■ **Text section**:

========

One of the big “catch-phrases” you hear a lot is “sustainable” gardening. What is sustainable gardening exactly?
The goal of sustainable gardening is to leave the environment in the same or in better shape than it already was—and to try to use as few products as possible to keep it that way
Remember water is a valuable resource
Water trees, shrubs, and lawns only when they need it. The Virginia Cooperative Extension Office recommends one inch of water once a week for established lawns and shrubs. Set up a rain gauge to measure how much rain has fallen before you water, so you don’t water unless it’s needed. Obviously, young plants and new plantings will need watering more often.
Water lawns, shrubs, etc., early in the day so less water is lost to evaporation. Strategically place sprinklers so places that don’t need water don’t get it. (Note to my neighbor here: Your driveway does NOT need water). Use soaker hoses in vegetable and flower gardens so there is less evaporation, and use some mulch to further reduce watering needs. Consider adding a rain barrel or two.

========

■ **Jobs**:
**A)** List every piece of equipment that the sustainable gardening text names for measuring, delivering, or collecting water.
**B)** Duplicate part of the sustainable gardening text word for word. Begin at the words "The goal of" and stop after "watering more often.".
The material that comes next has no connection to the sustainable gardening text.

■ **Information provided**:
========

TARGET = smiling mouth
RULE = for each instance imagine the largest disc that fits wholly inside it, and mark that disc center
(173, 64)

========

■ **Expected outputs**:
**A)** rain gauge, sprinklers, soaker hoses, rain barrel

**B)**
The goal of sustainable gardening is to leave the environment in the same or in better shape than it already was—and to try to use as few products as possible to keep it that way
Remember water is a valuable resource
Water trees, shrubs, and lawns only when they need it. The Virginia Cooperative Extension Office recommends one inch of water once a week for established lawns and shrubs. Set up a rain gauge to measure how much rain has fallen before you water, so you don’t water unless it’s needed. Obviously, young plants and new plantings will need watering more often.